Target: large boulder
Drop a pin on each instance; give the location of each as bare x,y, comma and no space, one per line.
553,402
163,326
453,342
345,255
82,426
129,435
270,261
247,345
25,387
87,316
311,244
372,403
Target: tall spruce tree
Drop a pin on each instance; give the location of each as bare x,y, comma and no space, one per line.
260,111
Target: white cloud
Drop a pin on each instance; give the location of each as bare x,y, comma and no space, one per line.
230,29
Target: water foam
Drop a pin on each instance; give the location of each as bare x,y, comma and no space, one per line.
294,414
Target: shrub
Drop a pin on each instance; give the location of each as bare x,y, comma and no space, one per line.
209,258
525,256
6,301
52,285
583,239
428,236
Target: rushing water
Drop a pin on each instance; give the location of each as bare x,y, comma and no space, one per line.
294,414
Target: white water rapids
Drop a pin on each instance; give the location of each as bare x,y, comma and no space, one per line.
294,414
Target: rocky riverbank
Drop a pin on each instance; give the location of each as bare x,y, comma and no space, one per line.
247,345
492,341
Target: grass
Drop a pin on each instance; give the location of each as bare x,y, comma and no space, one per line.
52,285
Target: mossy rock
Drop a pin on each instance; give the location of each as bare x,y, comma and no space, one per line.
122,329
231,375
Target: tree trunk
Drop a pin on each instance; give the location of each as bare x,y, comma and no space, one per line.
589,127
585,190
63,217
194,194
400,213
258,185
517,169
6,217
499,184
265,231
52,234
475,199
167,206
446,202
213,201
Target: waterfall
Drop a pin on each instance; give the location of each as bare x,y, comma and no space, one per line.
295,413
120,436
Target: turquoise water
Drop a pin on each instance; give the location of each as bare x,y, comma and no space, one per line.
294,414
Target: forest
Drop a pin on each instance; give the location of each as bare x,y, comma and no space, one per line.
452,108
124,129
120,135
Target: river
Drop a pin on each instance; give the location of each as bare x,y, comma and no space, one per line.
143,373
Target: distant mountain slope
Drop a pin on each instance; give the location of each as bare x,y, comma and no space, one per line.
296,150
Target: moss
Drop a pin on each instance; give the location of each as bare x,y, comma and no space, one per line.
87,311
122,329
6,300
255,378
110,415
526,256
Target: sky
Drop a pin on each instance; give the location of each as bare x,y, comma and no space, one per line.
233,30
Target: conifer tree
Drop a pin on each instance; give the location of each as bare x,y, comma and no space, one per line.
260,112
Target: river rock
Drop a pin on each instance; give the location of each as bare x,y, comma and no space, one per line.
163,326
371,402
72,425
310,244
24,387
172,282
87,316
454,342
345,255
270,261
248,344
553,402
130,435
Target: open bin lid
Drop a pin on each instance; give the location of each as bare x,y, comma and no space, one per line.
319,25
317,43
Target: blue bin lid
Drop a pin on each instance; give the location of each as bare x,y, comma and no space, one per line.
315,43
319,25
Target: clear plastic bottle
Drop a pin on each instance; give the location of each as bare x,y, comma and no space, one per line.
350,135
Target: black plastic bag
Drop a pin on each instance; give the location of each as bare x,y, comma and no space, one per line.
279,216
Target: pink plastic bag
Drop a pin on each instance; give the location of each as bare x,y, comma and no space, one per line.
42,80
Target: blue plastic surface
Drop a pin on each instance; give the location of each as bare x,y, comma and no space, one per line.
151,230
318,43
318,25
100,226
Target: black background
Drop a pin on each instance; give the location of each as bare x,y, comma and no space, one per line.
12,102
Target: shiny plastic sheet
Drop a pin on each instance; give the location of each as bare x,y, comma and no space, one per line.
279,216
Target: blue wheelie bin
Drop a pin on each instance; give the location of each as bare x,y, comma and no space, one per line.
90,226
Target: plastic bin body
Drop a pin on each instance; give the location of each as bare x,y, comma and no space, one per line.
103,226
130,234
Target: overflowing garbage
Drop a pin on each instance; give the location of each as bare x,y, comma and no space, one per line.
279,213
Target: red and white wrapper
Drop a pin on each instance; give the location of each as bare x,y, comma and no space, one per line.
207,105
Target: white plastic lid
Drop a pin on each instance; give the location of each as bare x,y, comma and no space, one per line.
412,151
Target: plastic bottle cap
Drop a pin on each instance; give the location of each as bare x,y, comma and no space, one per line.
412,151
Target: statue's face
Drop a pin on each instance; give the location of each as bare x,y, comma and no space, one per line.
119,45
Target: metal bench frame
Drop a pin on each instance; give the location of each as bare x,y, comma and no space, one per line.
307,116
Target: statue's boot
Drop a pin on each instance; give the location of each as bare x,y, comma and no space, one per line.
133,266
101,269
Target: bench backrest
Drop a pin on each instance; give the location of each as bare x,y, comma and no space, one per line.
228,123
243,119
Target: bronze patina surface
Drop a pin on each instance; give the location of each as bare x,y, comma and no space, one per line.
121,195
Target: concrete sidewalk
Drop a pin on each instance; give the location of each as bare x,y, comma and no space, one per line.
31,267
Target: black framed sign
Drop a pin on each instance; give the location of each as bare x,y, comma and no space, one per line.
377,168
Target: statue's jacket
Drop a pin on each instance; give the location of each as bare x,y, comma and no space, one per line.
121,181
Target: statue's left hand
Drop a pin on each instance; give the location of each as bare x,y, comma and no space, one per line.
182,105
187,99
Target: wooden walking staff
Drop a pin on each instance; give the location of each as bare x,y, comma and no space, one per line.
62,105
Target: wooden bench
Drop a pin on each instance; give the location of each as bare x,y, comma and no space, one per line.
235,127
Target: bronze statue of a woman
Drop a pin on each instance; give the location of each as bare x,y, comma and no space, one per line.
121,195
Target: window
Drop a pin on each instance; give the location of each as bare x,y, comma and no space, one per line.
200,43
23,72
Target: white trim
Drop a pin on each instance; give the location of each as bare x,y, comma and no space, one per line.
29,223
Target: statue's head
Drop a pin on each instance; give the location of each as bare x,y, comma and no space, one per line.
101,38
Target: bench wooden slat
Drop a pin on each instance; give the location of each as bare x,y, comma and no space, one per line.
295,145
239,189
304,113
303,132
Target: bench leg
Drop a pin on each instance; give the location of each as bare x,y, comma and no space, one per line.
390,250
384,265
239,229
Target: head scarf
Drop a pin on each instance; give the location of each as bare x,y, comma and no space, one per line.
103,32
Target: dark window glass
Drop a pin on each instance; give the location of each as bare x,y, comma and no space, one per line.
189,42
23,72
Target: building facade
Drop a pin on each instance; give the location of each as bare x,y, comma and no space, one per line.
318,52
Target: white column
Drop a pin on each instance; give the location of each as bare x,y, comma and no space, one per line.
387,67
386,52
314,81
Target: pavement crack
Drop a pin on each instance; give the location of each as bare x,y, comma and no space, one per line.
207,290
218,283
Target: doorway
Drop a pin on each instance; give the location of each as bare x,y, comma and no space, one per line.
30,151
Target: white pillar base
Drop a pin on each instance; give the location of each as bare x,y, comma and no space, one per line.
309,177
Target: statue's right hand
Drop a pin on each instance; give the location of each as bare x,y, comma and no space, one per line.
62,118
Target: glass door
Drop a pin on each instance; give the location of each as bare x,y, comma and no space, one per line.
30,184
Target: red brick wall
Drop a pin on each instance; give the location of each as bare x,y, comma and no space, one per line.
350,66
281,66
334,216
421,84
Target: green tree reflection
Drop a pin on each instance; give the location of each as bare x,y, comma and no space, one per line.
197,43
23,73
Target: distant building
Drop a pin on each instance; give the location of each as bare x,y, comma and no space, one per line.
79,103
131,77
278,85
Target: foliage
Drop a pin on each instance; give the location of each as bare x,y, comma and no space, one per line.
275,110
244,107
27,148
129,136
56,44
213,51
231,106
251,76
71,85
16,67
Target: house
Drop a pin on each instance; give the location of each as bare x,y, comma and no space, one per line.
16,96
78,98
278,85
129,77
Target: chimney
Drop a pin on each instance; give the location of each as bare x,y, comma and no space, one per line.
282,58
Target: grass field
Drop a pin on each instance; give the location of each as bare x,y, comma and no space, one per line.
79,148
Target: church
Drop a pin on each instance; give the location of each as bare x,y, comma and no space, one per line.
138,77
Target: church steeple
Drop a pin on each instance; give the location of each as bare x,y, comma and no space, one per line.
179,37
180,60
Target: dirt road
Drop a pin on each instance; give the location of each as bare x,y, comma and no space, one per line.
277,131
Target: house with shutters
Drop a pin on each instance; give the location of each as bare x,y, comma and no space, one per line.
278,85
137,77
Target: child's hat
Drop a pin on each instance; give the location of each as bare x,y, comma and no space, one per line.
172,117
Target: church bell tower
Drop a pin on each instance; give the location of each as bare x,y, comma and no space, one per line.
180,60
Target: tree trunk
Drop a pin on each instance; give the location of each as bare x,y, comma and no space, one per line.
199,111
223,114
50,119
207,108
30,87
------------
**Exercise goal:** Using the data above, repeat exactly the lines that begin at the line with "Target: blue bin lid" and end at the line with "Target: blue plastic surface", both ends included.

**Exercise result:**
Target: blue bin lid
Drop a pin on each instance; give the location of each as bare x,y, comma and no space, one per line.
315,43
319,25
Target: clear plastic bottle
Drop a pin on each instance; give the location of each as bare x,y, comma and no space, one per line.
350,135
Target: black plastic bag
Drop a pin on each instance; give the location of each as bare x,y, comma and no space, one per line.
279,216
Target: pink plastic bag
Drop a pin on each instance; give the location of each as bare x,y, comma and no space, one per line.
42,80
Target: blue plastic surface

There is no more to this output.